STATED PROBLEM » Every entry below should be printed exactly, without its images.

======== DATA RECORDS ========

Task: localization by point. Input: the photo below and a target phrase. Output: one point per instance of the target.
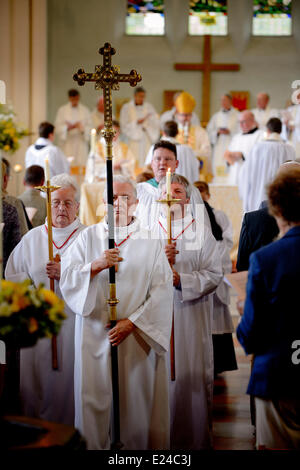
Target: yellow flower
(19, 302)
(33, 325)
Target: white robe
(220, 143)
(74, 142)
(144, 290)
(96, 164)
(188, 165)
(292, 114)
(170, 115)
(46, 393)
(242, 143)
(140, 136)
(263, 115)
(148, 209)
(222, 321)
(260, 168)
(58, 162)
(191, 394)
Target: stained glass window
(145, 18)
(208, 17)
(272, 18)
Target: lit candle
(168, 182)
(93, 141)
(47, 169)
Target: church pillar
(23, 68)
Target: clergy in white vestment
(170, 115)
(241, 144)
(263, 112)
(123, 158)
(142, 333)
(222, 328)
(194, 136)
(291, 125)
(46, 393)
(222, 126)
(197, 271)
(148, 210)
(188, 164)
(73, 125)
(140, 124)
(44, 148)
(262, 164)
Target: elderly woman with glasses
(270, 326)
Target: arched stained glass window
(272, 18)
(208, 17)
(145, 18)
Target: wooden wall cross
(206, 67)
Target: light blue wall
(77, 28)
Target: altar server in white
(73, 125)
(197, 271)
(263, 112)
(142, 334)
(241, 145)
(221, 128)
(188, 164)
(46, 393)
(262, 164)
(140, 124)
(148, 210)
(44, 148)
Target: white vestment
(75, 143)
(188, 165)
(170, 115)
(226, 120)
(46, 393)
(263, 115)
(140, 136)
(191, 394)
(242, 143)
(35, 155)
(292, 114)
(260, 168)
(148, 209)
(144, 290)
(96, 164)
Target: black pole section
(115, 442)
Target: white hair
(65, 181)
(122, 179)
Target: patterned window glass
(272, 18)
(145, 18)
(208, 17)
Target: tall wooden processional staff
(107, 78)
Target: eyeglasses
(66, 204)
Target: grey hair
(122, 179)
(175, 178)
(65, 181)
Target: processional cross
(206, 67)
(107, 78)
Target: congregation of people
(176, 287)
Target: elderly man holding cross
(46, 393)
(142, 332)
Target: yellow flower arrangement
(28, 313)
(10, 132)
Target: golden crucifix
(107, 78)
(169, 201)
(48, 189)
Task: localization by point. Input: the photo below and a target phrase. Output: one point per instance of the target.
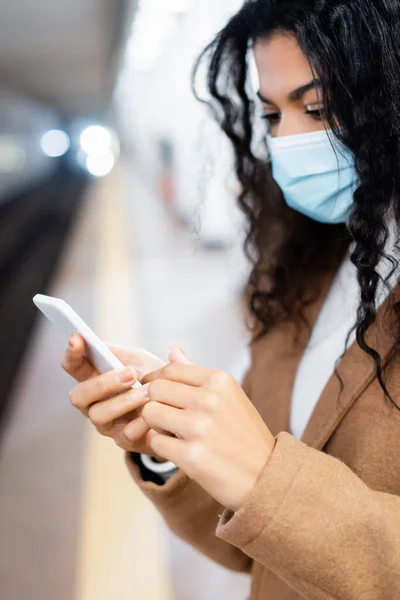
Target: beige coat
(323, 521)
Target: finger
(174, 394)
(176, 354)
(172, 449)
(102, 414)
(144, 362)
(136, 430)
(188, 374)
(102, 387)
(75, 363)
(166, 418)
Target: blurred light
(100, 164)
(96, 139)
(55, 143)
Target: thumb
(176, 354)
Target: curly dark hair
(353, 49)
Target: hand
(220, 439)
(111, 405)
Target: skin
(198, 418)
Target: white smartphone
(68, 321)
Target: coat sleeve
(317, 526)
(192, 514)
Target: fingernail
(126, 375)
(144, 391)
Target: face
(290, 98)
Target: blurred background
(116, 194)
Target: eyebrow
(296, 94)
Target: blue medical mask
(316, 174)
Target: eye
(272, 119)
(317, 113)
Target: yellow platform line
(121, 552)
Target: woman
(296, 475)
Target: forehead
(281, 65)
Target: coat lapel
(357, 371)
(275, 361)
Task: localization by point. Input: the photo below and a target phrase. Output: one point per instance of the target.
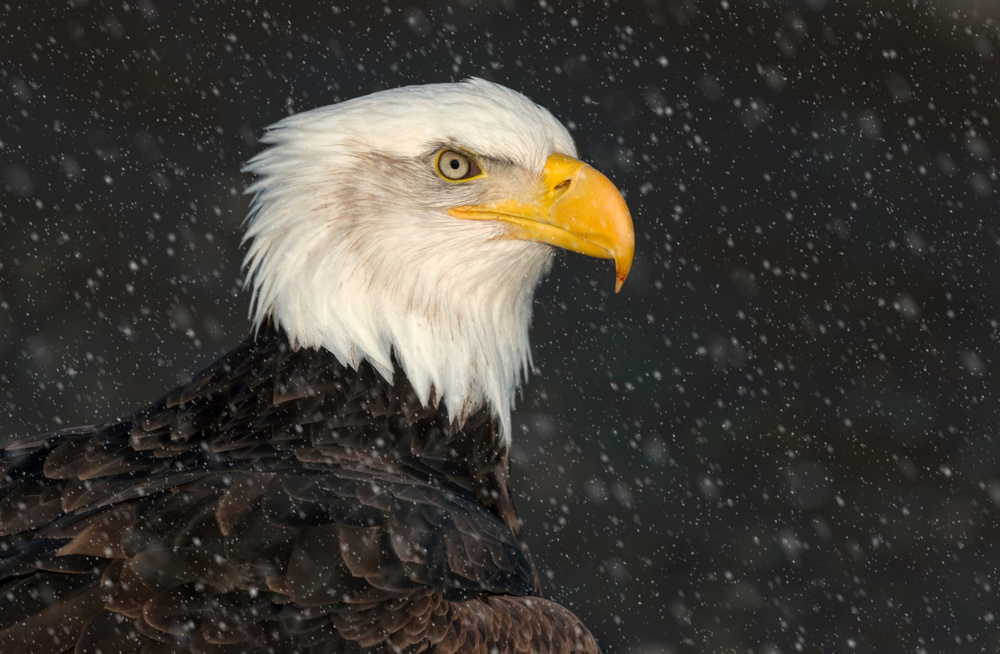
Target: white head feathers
(352, 248)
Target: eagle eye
(457, 167)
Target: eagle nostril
(562, 186)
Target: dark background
(782, 436)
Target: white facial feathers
(352, 248)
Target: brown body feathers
(280, 502)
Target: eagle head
(415, 223)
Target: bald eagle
(339, 481)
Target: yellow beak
(576, 208)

========

COMPLETED TASK »
Task: localization by point. Input: the photo below and a target phrase. Output: one point per instance of the target.
Target: yellow flower
(19, 302)
(33, 325)
Target: white robe
(220, 143)
(74, 142)
(144, 290)
(96, 164)
(188, 165)
(292, 114)
(170, 115)
(46, 393)
(242, 143)
(140, 136)
(263, 115)
(148, 209)
(222, 321)
(260, 168)
(58, 162)
(191, 394)
Target: stained glass window
(145, 18)
(208, 17)
(272, 18)
Target: lit candle
(168, 182)
(93, 141)
(47, 169)
Target: church pillar
(23, 68)
Target: clergy in white vestment
(170, 115)
(241, 144)
(263, 112)
(123, 158)
(142, 333)
(222, 328)
(194, 136)
(291, 125)
(46, 393)
(222, 126)
(197, 271)
(148, 210)
(188, 164)
(73, 125)
(140, 124)
(44, 148)
(262, 164)
Target: elderly woman with glasses
(270, 326)
Target: arched stained glass window
(272, 18)
(208, 17)
(145, 18)
Target: wooden wall cross
(206, 67)
Target: light blue wall
(77, 28)
Target: altar server in white
(73, 125)
(197, 271)
(263, 112)
(142, 334)
(241, 145)
(221, 128)
(188, 164)
(46, 393)
(262, 164)
(140, 124)
(148, 210)
(44, 148)
Target: white vestment
(75, 143)
(188, 165)
(170, 115)
(226, 120)
(46, 393)
(263, 115)
(140, 136)
(191, 394)
(242, 143)
(35, 155)
(292, 114)
(260, 168)
(148, 209)
(144, 290)
(96, 164)
Target: black pole section
(115, 442)
Target: white hair
(65, 181)
(122, 179)
Target: patterned window glass
(272, 18)
(145, 18)
(208, 17)
Target: tall wooden processional staff
(107, 78)
Target: eyeglasses
(66, 204)
Target: grey hair
(122, 179)
(175, 178)
(65, 181)
Target: processional cross
(206, 67)
(107, 78)
Target: congregation of people
(176, 287)
Target: elderly man holding cross
(46, 393)
(142, 332)
Target: yellow flower arrangement
(28, 313)
(10, 132)
Target: golden crucifix
(107, 78)
(169, 201)
(48, 189)
Task: localization by point. Input: the photo below and a target phrase. Output: one point per instance of the target.
Target: beige coat
(323, 521)
Target: finger
(174, 394)
(176, 354)
(172, 449)
(102, 414)
(144, 362)
(136, 430)
(188, 374)
(102, 387)
(75, 363)
(166, 418)
Target: blurred light
(100, 164)
(96, 139)
(55, 143)
Target: thumb
(176, 354)
Target: curly dark hair
(353, 49)
Target: hand
(220, 439)
(111, 405)
Target: skin
(198, 418)
Target: white smartphone
(68, 321)
Target: coat sleeve
(317, 526)
(192, 514)
Target: fingernail
(126, 375)
(144, 391)
Target: face
(290, 98)
Target: blurred background
(116, 194)
Target: eyebrow
(296, 94)
Target: blue medical mask
(316, 174)
Target: eye
(272, 119)
(317, 113)
Target: yellow platform line
(121, 552)
Target: woman
(296, 475)
Target: forehead
(281, 65)
Target: coat lapel
(357, 371)
(275, 361)
Task: localization by point. Input: the photo below and a target phrase. Output: one point per instance of the target.
Target: white head feathers
(352, 248)
Target: eagle eye
(457, 167)
Target: eagle nostril
(562, 186)
Target: dark background
(782, 436)
Target: white facial feathers
(352, 248)
Target: brown body feathers
(280, 502)
Target: eagle head
(415, 223)
Target: bald eagle
(339, 481)
Target: yellow beak
(576, 208)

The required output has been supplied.